**THE PROBLEM**
If a line in the records contains the string "below", show that line.

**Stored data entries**
▼

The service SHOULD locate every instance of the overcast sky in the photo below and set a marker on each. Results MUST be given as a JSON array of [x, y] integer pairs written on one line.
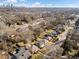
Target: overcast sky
[[42, 3]]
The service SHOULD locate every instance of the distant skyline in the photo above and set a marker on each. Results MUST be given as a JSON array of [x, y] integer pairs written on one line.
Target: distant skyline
[[42, 3]]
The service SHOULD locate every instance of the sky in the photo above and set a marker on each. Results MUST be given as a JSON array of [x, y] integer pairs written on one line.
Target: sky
[[41, 3]]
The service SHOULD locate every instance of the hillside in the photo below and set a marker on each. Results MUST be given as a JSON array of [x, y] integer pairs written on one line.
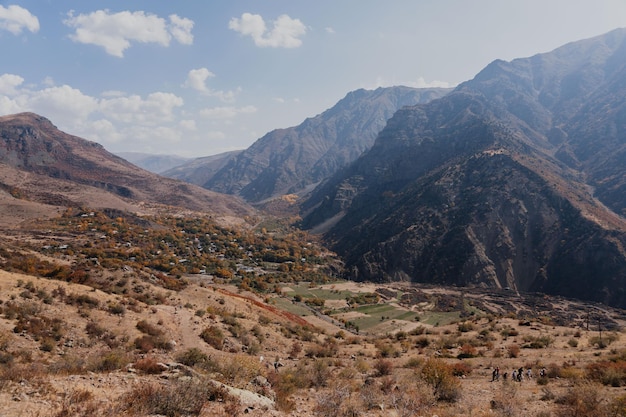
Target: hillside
[[200, 170], [40, 165], [153, 163], [494, 184], [292, 160], [100, 317]]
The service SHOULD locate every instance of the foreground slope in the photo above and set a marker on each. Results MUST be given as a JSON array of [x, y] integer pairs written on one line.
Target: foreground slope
[[41, 165], [493, 184], [290, 160]]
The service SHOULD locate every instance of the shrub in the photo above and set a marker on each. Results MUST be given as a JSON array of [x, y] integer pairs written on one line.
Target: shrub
[[466, 326], [538, 342], [438, 375], [149, 329], [415, 399], [422, 342], [383, 367], [414, 362], [149, 366], [608, 373], [192, 357], [110, 361], [117, 309], [513, 350], [240, 369], [583, 399], [461, 369], [213, 336], [146, 343], [176, 399], [467, 351]]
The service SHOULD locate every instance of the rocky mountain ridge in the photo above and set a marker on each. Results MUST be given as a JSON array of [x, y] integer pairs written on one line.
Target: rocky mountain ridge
[[493, 184], [39, 164], [295, 159]]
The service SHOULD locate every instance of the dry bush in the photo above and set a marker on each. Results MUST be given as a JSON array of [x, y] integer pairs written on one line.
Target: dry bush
[[181, 398], [149, 365], [415, 398], [328, 349], [505, 402], [334, 402], [608, 372], [240, 369], [438, 374], [461, 369], [192, 357], [213, 336], [317, 372], [422, 342], [147, 343], [538, 342], [109, 361], [513, 350], [69, 365], [582, 400], [467, 351], [602, 341], [383, 367], [80, 403], [144, 327]]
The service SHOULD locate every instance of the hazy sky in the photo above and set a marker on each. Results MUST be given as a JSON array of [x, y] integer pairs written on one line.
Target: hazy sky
[[200, 77]]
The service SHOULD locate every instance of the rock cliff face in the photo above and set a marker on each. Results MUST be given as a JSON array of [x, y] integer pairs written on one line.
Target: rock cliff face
[[45, 165], [516, 179], [292, 160]]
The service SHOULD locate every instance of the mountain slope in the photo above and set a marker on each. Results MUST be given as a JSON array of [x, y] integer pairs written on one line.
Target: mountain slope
[[290, 160], [153, 163], [200, 170], [492, 184], [42, 164]]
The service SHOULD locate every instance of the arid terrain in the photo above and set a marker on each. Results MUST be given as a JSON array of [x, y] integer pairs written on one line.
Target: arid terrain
[[212, 349]]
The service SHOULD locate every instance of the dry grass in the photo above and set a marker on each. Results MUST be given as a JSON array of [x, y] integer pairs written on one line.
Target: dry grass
[[161, 359]]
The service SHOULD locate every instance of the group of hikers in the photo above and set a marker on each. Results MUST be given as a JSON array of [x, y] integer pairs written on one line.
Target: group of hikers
[[517, 374]]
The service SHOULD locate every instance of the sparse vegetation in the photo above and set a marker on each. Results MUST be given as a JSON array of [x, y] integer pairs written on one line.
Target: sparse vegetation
[[184, 330]]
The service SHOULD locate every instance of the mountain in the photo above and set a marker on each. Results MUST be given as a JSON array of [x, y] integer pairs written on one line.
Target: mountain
[[515, 179], [200, 170], [153, 163], [291, 160], [40, 165]]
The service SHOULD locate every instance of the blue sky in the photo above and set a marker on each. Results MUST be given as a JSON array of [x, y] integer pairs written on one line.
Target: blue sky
[[200, 77]]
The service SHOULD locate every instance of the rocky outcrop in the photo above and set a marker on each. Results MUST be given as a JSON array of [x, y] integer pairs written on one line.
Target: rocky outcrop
[[493, 185]]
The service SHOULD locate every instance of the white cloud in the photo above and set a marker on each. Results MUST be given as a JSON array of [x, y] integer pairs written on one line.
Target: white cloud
[[188, 125], [15, 19], [422, 83], [197, 78], [419, 83], [9, 82], [115, 31], [180, 28], [285, 33], [222, 113], [154, 110], [62, 104]]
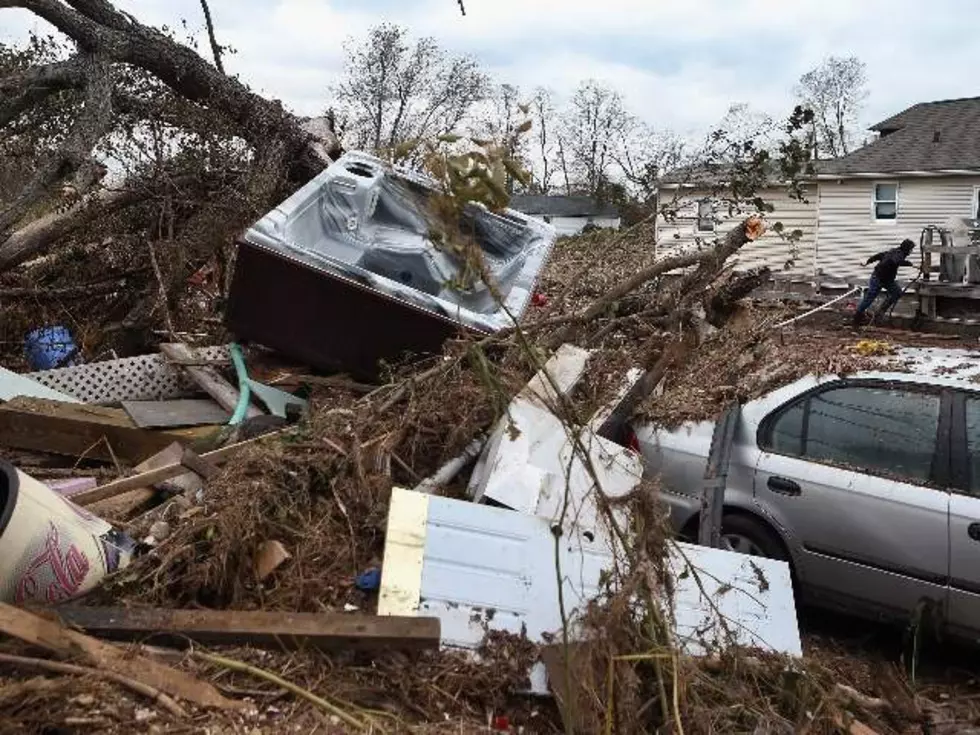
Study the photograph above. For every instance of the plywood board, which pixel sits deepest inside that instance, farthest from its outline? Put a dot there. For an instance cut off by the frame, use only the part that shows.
(77, 430)
(207, 378)
(13, 385)
(275, 630)
(180, 412)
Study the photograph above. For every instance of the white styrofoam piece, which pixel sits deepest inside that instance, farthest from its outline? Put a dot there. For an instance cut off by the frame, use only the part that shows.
(486, 568)
(14, 384)
(746, 600)
(600, 417)
(529, 427)
(537, 470)
(568, 486)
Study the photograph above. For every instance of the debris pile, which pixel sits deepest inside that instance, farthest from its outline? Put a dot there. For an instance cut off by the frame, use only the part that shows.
(430, 551)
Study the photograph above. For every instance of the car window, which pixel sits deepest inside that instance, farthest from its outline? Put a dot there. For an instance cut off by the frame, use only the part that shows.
(973, 442)
(881, 430)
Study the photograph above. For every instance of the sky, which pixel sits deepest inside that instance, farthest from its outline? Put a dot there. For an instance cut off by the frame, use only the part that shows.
(680, 64)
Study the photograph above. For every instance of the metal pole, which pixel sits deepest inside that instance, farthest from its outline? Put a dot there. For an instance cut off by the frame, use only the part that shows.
(716, 477)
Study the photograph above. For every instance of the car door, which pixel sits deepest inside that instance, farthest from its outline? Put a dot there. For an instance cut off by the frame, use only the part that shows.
(853, 470)
(964, 517)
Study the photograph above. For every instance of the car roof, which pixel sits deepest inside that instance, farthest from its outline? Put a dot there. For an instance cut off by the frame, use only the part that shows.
(944, 367)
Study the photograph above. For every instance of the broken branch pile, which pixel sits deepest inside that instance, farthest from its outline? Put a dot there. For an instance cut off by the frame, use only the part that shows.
(321, 492)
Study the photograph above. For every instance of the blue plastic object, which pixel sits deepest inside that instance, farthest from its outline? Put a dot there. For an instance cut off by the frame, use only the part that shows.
(368, 581)
(50, 347)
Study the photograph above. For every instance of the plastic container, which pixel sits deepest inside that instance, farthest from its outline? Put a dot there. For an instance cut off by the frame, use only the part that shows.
(50, 347)
(51, 550)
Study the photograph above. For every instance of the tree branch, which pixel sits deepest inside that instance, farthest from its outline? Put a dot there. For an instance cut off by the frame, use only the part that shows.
(59, 75)
(101, 12)
(751, 229)
(82, 138)
(215, 48)
(177, 66)
(29, 240)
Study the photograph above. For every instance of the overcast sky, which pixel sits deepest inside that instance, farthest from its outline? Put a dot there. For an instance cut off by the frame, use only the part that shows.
(679, 63)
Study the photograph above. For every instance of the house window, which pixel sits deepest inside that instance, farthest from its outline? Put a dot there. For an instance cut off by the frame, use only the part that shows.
(886, 201)
(706, 216)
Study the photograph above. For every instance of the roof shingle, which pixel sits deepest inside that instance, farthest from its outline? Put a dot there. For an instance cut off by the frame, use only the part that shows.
(929, 136)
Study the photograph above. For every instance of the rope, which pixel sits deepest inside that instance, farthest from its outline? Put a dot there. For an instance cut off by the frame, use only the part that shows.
(819, 308)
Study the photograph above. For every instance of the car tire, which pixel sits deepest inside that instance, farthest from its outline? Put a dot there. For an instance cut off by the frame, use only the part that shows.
(754, 534)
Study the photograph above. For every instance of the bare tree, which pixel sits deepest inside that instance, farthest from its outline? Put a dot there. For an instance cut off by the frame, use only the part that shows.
(595, 123)
(545, 138)
(503, 119)
(644, 154)
(120, 69)
(394, 91)
(835, 91)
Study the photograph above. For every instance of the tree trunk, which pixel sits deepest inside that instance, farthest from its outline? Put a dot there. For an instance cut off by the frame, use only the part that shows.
(108, 39)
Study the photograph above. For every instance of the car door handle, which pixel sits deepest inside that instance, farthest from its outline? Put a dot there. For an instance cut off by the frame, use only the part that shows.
(783, 486)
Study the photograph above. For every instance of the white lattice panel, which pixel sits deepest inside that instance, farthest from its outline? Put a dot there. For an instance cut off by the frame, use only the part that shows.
(143, 378)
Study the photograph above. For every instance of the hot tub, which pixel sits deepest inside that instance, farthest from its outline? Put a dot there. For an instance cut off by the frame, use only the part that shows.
(343, 274)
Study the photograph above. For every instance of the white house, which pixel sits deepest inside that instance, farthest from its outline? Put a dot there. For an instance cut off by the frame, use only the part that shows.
(568, 215)
(923, 169)
(701, 210)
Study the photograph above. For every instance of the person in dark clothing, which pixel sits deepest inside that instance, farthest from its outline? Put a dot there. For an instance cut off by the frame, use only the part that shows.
(883, 278)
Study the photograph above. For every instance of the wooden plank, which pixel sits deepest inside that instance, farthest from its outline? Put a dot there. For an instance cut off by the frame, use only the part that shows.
(258, 628)
(208, 378)
(123, 506)
(179, 412)
(716, 476)
(166, 472)
(54, 637)
(78, 430)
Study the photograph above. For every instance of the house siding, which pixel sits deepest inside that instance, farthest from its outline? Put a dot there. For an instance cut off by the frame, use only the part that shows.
(848, 234)
(574, 225)
(771, 249)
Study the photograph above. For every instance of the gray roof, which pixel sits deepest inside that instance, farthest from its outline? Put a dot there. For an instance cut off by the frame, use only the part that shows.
(556, 206)
(929, 136)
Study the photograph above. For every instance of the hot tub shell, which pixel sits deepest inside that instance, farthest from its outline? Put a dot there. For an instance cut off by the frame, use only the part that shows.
(344, 274)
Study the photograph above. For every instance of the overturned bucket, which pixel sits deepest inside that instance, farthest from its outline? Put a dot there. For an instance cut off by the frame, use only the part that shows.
(51, 549)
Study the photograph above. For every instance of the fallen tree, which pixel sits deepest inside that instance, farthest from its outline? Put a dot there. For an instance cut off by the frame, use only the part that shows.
(123, 74)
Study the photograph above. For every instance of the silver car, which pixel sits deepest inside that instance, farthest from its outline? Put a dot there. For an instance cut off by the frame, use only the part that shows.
(869, 486)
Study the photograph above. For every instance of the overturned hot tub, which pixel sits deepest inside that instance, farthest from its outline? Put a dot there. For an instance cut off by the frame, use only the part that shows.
(344, 274)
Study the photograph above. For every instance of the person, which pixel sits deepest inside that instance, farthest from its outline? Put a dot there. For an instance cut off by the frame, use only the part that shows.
(883, 278)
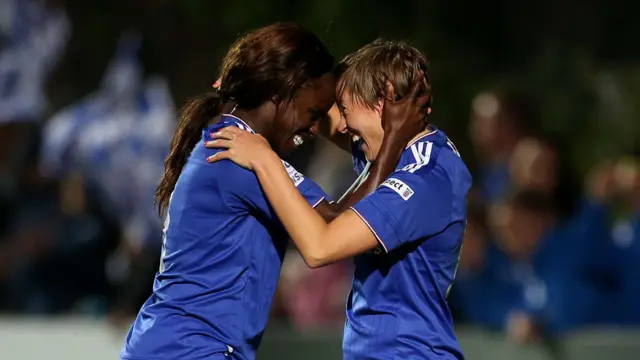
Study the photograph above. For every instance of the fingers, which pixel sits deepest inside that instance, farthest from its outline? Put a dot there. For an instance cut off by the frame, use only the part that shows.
(228, 133)
(219, 144)
(222, 155)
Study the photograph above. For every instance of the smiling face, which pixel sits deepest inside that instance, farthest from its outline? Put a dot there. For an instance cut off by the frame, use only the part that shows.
(298, 118)
(363, 123)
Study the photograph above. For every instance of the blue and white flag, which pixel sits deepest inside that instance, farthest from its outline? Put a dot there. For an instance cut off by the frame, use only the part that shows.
(117, 138)
(32, 40)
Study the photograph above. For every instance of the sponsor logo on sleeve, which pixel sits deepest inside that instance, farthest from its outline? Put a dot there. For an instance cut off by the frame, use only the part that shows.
(295, 176)
(399, 187)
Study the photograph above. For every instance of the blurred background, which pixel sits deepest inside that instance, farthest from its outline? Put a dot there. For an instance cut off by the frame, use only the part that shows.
(542, 98)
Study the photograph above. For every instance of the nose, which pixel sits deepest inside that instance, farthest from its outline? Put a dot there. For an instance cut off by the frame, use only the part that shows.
(342, 125)
(313, 130)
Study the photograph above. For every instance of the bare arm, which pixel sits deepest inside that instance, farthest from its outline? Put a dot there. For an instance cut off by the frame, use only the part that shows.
(318, 242)
(392, 147)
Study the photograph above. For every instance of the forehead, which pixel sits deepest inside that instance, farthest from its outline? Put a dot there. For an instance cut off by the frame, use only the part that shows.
(321, 92)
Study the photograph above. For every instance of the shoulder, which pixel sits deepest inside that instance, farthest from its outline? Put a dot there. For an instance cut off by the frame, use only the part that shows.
(223, 174)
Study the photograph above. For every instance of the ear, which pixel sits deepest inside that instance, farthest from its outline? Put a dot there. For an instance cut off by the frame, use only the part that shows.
(378, 107)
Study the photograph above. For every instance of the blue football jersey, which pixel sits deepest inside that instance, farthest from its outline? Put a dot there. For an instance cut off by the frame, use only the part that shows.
(222, 252)
(397, 308)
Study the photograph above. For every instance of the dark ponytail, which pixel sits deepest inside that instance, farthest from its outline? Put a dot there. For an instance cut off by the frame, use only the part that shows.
(275, 60)
(194, 116)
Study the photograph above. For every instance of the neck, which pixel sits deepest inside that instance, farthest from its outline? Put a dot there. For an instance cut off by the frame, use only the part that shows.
(420, 134)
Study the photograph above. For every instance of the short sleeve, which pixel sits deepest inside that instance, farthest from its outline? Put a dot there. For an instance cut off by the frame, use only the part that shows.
(243, 187)
(408, 207)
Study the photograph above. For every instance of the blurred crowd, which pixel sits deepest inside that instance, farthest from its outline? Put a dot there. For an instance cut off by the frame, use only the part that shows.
(545, 251)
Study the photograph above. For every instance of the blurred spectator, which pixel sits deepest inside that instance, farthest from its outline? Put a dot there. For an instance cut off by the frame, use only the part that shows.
(498, 123)
(116, 141)
(314, 298)
(557, 292)
(624, 177)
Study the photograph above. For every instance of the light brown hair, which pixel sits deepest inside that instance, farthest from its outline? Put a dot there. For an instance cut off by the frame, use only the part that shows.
(365, 73)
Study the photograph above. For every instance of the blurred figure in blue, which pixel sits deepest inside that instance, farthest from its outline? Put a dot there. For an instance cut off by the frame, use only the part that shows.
(498, 123)
(625, 236)
(114, 143)
(556, 266)
(32, 37)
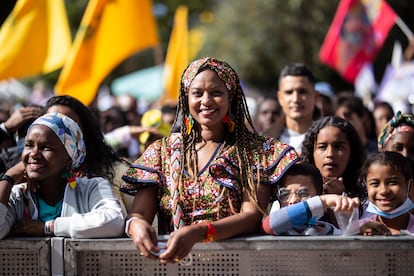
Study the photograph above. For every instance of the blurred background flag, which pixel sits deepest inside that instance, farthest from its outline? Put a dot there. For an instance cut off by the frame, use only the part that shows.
(34, 39)
(176, 58)
(110, 32)
(356, 35)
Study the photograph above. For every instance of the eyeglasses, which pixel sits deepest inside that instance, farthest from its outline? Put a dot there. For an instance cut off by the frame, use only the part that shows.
(285, 194)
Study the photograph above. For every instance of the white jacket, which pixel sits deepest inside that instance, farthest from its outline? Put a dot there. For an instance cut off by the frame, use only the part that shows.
(90, 210)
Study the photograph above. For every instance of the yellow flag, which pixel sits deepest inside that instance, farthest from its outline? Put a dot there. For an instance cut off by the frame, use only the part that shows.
(34, 39)
(176, 59)
(110, 31)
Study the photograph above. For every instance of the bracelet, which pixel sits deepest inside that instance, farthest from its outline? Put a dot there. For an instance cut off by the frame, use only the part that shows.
(3, 127)
(48, 229)
(211, 233)
(127, 223)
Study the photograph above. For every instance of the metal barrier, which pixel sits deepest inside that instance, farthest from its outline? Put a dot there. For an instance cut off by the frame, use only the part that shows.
(258, 255)
(28, 256)
(262, 255)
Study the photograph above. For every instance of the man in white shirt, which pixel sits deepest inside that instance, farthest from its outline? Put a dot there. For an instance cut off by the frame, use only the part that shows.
(297, 97)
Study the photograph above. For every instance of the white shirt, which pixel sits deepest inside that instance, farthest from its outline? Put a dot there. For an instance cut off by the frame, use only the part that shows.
(293, 138)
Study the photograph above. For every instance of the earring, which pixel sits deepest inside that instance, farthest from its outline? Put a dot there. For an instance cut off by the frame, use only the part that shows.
(71, 178)
(230, 122)
(189, 123)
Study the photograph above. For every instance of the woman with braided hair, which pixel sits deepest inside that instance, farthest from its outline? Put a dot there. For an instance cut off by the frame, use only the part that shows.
(212, 180)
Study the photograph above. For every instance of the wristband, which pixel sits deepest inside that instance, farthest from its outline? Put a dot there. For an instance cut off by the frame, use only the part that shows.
(3, 127)
(47, 229)
(211, 233)
(127, 223)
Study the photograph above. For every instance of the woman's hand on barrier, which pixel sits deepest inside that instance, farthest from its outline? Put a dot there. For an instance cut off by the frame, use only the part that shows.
(144, 237)
(333, 186)
(181, 242)
(372, 228)
(29, 227)
(339, 203)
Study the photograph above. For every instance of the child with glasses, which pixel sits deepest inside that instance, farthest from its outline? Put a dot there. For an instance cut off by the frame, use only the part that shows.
(300, 204)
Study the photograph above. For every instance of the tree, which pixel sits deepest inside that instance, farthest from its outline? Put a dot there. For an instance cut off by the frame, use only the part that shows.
(259, 37)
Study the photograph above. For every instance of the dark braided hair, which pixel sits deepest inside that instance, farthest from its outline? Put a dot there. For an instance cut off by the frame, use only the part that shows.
(242, 139)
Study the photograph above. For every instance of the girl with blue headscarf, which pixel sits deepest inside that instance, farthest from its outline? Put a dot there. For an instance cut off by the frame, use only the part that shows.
(55, 200)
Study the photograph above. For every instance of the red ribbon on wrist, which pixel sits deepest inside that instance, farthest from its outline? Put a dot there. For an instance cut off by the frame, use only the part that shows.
(211, 233)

▲

**YOUR RESPONSE**
The service SHOULD locate every instance of the overcast sky in the photo below and set a marker on each. Results MUST be given as a JSON array of [x, y] integer pairs written on one line.
The service SHOULD locate every instance of the hillside in the photo below and set a marker on each. Results MUST be given as a JSON array of [x, y] integer pairs written on one line.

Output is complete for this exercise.